## [To do]
Each entry must appear in the answer exactly as written.

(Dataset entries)
▼

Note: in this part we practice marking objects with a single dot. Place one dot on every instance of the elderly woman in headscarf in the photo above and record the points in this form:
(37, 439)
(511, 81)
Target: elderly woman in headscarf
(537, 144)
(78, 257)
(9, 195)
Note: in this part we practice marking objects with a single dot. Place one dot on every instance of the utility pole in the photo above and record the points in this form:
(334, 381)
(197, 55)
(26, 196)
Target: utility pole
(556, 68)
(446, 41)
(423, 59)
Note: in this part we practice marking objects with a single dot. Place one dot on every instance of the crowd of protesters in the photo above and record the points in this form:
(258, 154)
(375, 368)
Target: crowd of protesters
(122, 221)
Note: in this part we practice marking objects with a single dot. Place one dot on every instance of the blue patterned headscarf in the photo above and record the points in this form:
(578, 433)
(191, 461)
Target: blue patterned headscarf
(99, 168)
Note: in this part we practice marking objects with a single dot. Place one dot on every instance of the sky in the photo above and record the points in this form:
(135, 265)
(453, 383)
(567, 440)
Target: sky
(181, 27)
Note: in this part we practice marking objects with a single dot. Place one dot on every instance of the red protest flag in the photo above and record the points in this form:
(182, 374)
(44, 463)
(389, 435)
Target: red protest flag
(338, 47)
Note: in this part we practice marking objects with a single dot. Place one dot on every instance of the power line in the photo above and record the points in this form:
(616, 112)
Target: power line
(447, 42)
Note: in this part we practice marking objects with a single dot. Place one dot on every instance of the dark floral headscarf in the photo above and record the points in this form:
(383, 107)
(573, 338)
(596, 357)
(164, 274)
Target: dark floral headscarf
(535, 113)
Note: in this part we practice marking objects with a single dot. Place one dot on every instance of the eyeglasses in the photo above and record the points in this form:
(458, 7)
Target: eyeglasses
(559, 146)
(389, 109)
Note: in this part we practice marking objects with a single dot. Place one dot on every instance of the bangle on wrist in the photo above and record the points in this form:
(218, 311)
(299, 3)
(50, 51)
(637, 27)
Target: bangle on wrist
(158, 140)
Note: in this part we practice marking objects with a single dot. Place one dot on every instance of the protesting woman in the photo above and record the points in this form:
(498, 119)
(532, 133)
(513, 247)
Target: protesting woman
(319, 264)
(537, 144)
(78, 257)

▲

## [Response to the exercise]
Note: in this part we practice marking objects with a single dot. Place one dot on every instance of the elderly woman in headscarf in the photo above and record the points in this form:
(37, 439)
(511, 81)
Target: elderly woman in headscarf
(537, 144)
(78, 257)
(9, 195)
Note: in this part we practice marking objects with a single dot. Place one dot on every instance of the utility pole in the photo above and record the points in this form:
(334, 381)
(197, 55)
(26, 196)
Target: utility pole
(556, 68)
(446, 41)
(423, 59)
Note: in this part we practice marking objects with a single dot. Place one dot on every instance of the crowd of protesters in the photo above and record the points in this form:
(258, 154)
(375, 368)
Target: crowd of protesters
(122, 221)
Note: in this part we practice marking objects with a single dot. Place one dot on every instance of the blue patterned headscarf in the photo above and record the points in this form:
(578, 433)
(191, 461)
Target: blue patterned headscarf
(99, 168)
Note: in this part we practice marking objects with a single dot. Place one dot on every instance of the sky in the photo above and record the points in this form:
(135, 265)
(453, 383)
(567, 440)
Target: sky
(181, 27)
Note: in this part we practice marking objects with a single dot. Place one dot on every instance of the red protest flag in the photo above and record the points in this form:
(182, 374)
(44, 463)
(389, 435)
Target: red protest flag
(338, 47)
Note: in this part we practice marking objects with a single dot. Place one dot on every instance of the power line in the photo above and record the points in this form:
(616, 112)
Target: power line
(447, 42)
Note: in this part we practice marking objects with a single dot. Place one dot on every instance of the dark floral headscarf in the photo above and record the points in this form:
(383, 107)
(573, 338)
(596, 357)
(164, 274)
Target: dark floral headscarf
(535, 113)
Note: in this part we practice marking objects with a single dot. Place one dot on every instance of the eyeglasses in the photo above and record the points in this form:
(458, 7)
Target: eyeglasses
(559, 146)
(389, 109)
Note: in this part we practice marking objects with a single dot. Place one dot on every instance of the bangle on wrist in the photo above and record the points in this form:
(218, 311)
(299, 3)
(50, 51)
(637, 27)
Target: bangle on wrist
(158, 140)
Note: in this part we practice marking objects with a single dot. Place one dot on every instance of the protesting woman in the photo above and record the points in this form:
(498, 119)
(532, 133)
(513, 247)
Target: protesting woman
(319, 264)
(537, 144)
(78, 257)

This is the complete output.